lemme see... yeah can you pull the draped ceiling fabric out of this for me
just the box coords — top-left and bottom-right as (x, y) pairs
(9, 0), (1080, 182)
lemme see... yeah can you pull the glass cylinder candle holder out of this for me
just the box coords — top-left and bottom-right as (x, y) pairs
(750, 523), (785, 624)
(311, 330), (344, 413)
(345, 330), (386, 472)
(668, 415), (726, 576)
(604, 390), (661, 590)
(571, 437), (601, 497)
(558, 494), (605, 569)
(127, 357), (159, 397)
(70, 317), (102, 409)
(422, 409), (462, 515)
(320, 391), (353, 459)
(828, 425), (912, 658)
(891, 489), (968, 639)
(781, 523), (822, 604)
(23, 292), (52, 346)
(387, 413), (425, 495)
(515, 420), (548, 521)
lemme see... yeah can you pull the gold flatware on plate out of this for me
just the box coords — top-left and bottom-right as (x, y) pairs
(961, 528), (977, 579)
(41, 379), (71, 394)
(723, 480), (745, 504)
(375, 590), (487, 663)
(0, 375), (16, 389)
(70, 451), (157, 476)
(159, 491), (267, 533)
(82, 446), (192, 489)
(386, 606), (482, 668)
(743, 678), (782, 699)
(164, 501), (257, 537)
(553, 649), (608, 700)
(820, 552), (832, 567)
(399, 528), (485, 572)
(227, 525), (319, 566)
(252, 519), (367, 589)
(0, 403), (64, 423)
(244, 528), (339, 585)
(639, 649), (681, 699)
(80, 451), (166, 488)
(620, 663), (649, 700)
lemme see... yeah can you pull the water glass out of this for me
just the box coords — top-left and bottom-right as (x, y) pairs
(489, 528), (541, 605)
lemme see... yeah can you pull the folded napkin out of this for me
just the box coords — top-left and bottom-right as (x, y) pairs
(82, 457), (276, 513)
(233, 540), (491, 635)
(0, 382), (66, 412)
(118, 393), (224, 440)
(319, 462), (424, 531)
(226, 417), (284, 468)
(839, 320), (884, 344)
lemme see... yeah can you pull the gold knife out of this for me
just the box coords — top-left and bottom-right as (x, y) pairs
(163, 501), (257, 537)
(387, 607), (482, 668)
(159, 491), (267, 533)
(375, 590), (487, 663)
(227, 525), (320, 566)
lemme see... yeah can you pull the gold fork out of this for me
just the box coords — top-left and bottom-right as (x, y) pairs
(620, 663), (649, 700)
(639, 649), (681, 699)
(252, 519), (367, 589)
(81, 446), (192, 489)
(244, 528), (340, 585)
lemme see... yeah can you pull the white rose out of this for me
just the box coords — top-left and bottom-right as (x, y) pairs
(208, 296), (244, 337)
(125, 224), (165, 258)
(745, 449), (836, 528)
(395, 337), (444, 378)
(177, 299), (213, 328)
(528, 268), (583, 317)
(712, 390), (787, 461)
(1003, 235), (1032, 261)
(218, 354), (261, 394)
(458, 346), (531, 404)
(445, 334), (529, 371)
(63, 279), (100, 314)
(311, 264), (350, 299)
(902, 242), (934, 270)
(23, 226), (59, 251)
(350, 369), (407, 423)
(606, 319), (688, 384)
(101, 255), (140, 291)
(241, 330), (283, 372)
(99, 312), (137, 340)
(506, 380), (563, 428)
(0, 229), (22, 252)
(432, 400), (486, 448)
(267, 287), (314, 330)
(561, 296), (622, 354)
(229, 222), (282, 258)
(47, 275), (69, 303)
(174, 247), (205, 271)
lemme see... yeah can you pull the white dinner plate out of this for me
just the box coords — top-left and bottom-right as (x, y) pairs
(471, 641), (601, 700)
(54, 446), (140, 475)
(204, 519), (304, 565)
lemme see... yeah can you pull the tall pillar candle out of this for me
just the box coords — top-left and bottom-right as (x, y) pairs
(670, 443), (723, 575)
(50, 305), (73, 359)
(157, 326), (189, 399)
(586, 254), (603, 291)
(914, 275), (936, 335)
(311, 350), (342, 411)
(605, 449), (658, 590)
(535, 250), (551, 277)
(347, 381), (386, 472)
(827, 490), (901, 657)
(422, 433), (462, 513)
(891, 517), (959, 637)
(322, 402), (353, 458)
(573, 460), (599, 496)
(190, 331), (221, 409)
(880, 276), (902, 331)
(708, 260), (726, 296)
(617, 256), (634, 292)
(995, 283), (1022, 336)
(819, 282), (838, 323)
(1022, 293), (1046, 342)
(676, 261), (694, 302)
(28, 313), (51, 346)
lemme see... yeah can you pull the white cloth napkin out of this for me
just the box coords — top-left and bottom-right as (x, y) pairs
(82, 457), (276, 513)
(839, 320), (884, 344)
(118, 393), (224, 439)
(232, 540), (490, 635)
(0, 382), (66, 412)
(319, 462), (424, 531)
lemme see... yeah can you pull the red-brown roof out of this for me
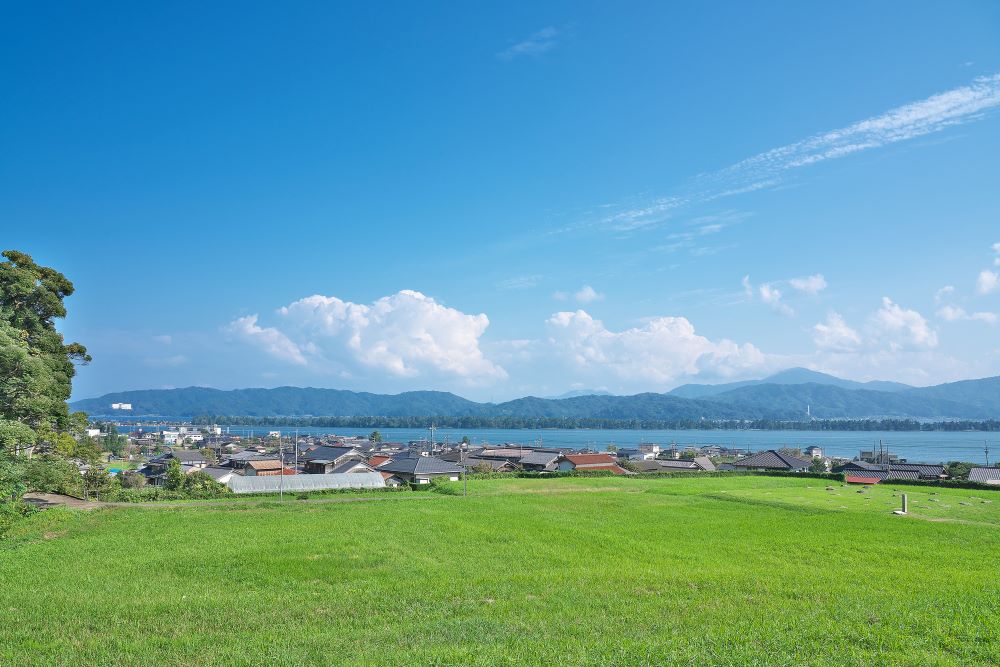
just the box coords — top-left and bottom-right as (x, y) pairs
(246, 459), (283, 470)
(845, 475), (880, 485)
(563, 453), (618, 467)
(368, 455), (391, 467)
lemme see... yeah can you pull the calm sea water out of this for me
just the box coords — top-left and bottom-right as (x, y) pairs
(188, 426), (995, 465)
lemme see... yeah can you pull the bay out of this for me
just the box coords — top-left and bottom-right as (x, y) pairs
(203, 425), (994, 465)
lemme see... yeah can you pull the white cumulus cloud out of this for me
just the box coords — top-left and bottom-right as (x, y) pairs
(812, 312), (861, 351)
(228, 314), (308, 366)
(870, 297), (938, 349)
(574, 285), (604, 304)
(978, 269), (999, 295)
(229, 290), (506, 382)
(544, 310), (767, 386)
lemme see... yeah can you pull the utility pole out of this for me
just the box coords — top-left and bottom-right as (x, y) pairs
(986, 441), (991, 467)
(278, 431), (283, 501)
(462, 442), (468, 497)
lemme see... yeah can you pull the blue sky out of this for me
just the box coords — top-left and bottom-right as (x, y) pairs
(3, 1), (1000, 401)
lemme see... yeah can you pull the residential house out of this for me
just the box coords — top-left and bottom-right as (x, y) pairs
(968, 467), (1000, 485)
(463, 456), (518, 473)
(632, 457), (716, 473)
(244, 460), (296, 476)
(201, 467), (235, 484)
(305, 459), (376, 475)
(557, 453), (628, 475)
(299, 446), (363, 464)
(367, 454), (392, 468)
(616, 448), (656, 461)
(377, 454), (462, 485)
(833, 460), (943, 481)
(518, 450), (561, 472)
(733, 450), (812, 472)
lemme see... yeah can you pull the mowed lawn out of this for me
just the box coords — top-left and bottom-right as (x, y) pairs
(2, 477), (999, 666)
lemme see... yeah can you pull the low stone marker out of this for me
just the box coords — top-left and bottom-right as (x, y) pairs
(893, 493), (908, 515)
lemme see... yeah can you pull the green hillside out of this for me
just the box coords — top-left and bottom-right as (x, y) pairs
(2, 476), (998, 666)
(71, 373), (1000, 420)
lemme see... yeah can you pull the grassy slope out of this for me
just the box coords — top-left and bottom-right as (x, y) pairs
(2, 477), (999, 666)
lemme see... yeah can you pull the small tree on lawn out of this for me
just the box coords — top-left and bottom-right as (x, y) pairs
(82, 466), (115, 499)
(809, 458), (828, 473)
(164, 458), (184, 491)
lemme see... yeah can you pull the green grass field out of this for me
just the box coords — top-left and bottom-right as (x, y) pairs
(2, 476), (999, 666)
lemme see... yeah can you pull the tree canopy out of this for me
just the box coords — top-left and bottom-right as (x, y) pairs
(0, 250), (89, 435)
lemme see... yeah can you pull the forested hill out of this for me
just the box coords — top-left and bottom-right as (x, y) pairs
(71, 374), (1000, 420)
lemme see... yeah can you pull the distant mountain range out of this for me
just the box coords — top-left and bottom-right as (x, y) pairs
(668, 367), (913, 398)
(70, 368), (1000, 421)
(71, 368), (1000, 420)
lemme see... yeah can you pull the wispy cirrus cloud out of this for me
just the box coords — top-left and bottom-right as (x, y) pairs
(496, 274), (542, 291)
(789, 274), (827, 295)
(936, 305), (997, 324)
(553, 285), (604, 304)
(583, 73), (1000, 234)
(497, 27), (560, 60)
(709, 73), (1000, 190)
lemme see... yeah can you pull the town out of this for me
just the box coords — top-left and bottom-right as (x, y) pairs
(58, 421), (1000, 499)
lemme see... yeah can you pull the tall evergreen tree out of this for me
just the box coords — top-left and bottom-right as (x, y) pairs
(0, 250), (90, 435)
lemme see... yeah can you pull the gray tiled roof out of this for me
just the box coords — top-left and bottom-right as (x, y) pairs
(837, 461), (944, 478)
(300, 446), (358, 462)
(693, 456), (716, 471)
(226, 451), (270, 462)
(172, 450), (208, 462)
(379, 455), (462, 475)
(463, 457), (513, 471)
(329, 460), (375, 474)
(519, 451), (560, 466)
(653, 460), (699, 469)
(734, 450), (812, 471)
(843, 469), (920, 481)
(968, 467), (1000, 483)
(201, 466), (233, 481)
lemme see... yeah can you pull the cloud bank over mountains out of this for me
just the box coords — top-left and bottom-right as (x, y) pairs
(225, 239), (999, 396)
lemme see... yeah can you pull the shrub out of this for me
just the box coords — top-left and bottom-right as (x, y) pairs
(0, 501), (34, 537)
(182, 471), (231, 499)
(0, 455), (26, 502)
(22, 455), (83, 496)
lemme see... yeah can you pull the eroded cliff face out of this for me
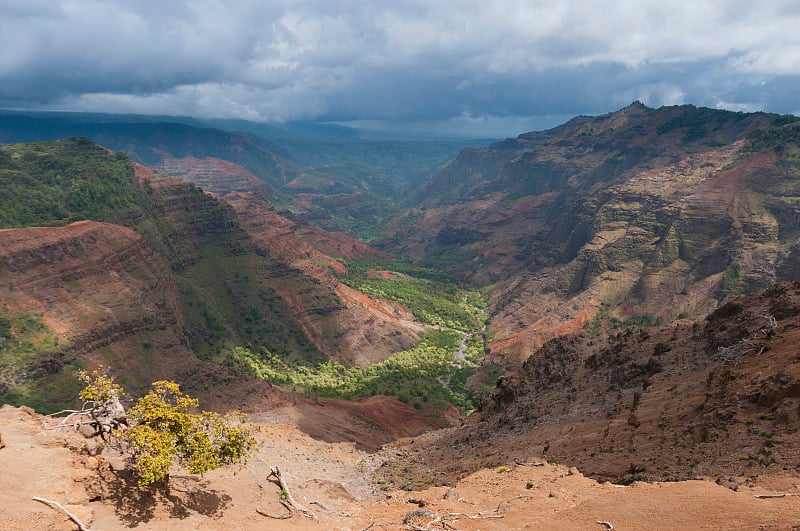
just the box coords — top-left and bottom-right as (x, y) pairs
(0, 219), (283, 410)
(382, 104), (800, 364)
(222, 192), (421, 366)
(153, 156), (273, 197)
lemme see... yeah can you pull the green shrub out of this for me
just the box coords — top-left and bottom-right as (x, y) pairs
(78, 371), (257, 486)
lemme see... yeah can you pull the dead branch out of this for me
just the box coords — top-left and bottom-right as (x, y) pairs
(753, 493), (800, 499)
(402, 508), (505, 530)
(266, 466), (315, 519)
(495, 493), (532, 512)
(445, 511), (505, 520)
(716, 338), (766, 363)
(255, 507), (292, 519)
(43, 396), (128, 440)
(32, 496), (91, 531)
(514, 460), (546, 466)
(404, 508), (437, 530)
(43, 409), (93, 430)
(597, 520), (614, 530)
(757, 314), (778, 336)
(309, 499), (352, 517)
(360, 522), (394, 531)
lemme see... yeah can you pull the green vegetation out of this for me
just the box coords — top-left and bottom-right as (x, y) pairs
(176, 251), (320, 365)
(618, 313), (661, 331)
(0, 138), (146, 228)
(584, 304), (663, 336)
(78, 369), (257, 486)
(656, 106), (747, 144)
(337, 258), (487, 332)
(584, 303), (612, 338)
(225, 330), (479, 413)
(718, 262), (743, 298)
(0, 312), (80, 412)
(745, 121), (800, 154)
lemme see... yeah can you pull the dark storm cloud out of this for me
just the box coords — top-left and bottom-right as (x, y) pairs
(1, 1), (798, 134)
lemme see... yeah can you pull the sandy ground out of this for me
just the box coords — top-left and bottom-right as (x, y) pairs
(2, 404), (800, 530)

# # #

#### TASK TO COMPLETE
Output the listing above word for word, from the opening line through the line that contains "lemme see... yeah can you pull the glass", and leave out everything after it.

#### EXERCISE RESULT
lemme see... yeah can you pull the draped ceiling fabric out of this for me
just the box coords — top-left and bottom-right as (x, y) pairs
(9, 0), (1080, 182)
lemme see... yeah can you pull the glass cylinder candle holder out of this for me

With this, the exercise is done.